The repeal of “Don’t Ask, Don’t Tell” is not yet scheduled for a vote this year in Congress, but Admiral Mike Mullen’s poignant and personal urging to dispose of it should mark the beginning of its end.
In the shower of highly important national and international new stories this past week (i.e. Obama’s ‘let’s get real’ confrontation with Republicans, Haiti, Toyota’s recalls, angry Chinese, Jon Stewart dueling with Bill O’Reilly) there was one moment that, many of us hope, will stand as a historic turning point.
It was the appearance, this past Tuesday, of Admiral Mike Mullen, the Chairman of the Joint Chiefs of Staff, before the Senate Armed Services Committee. Mullen was there to testify against the 16-year-old policy, known as “Don’t Ask, Don’t Tell,” which only allows gay men and women to serve in the military so long as they keep their sexual orientation a secret. The policy, in its own terms, emits an odor of bigotry and, according the the New York Times, has led to more than 13,000 discharges to date.
The expulsions are sad affronts to human dignity, and it’s clear that many of them–notably the purging of dozens of badly-needed Arabic translators found to be gay–undermine the very objective (national defense) that the armed forces are there to secure.

• [Recorded data]
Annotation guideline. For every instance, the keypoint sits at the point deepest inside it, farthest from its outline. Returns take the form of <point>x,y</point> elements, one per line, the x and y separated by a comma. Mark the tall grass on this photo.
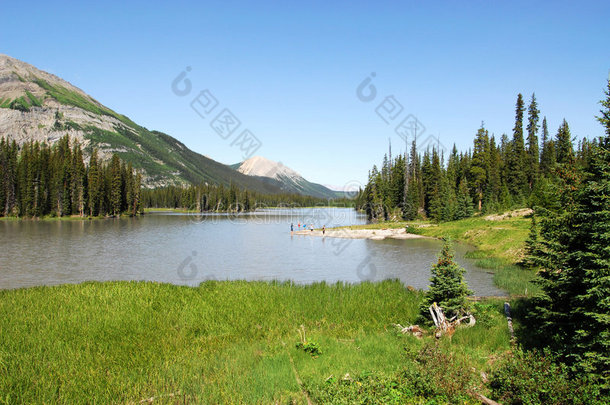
<point>220,342</point>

• [What is asked]
1/ In the piece on "Don't Ask, Don't Tell," swap "translators" for "interpreters" and write out the part starting at "The expulsions are" and ending at "there to secure.".
2/ Sum up the piece on "Don't Ask, Don't Tell" in two sentences.

• [Exercise answers]
1/
The expulsions are sad affronts to human dignity, and it’s clear that many of them–notably the purging of dozens of badly-needed Arabic interpreters found to be gay–undermine the very objective (national defense) that the armed forces are there to secure.

2/ Admiral Mike Mullen, Chairman of the Joint Chiefs of Staff, testified before the Senate Armed Services Committee against "Don't Ask, Don't Tell," the 16-year-old policy that lets gay men and women serve in the military only if they keep their sexual orientation a secret. The policy has led to more than 13,000 discharges, including dozens of badly needed Arabic translators, and the writer calls these expulsions affronts to human dignity that undermine national defense, hoping Mullen's urging marks the beginning of the policy's end.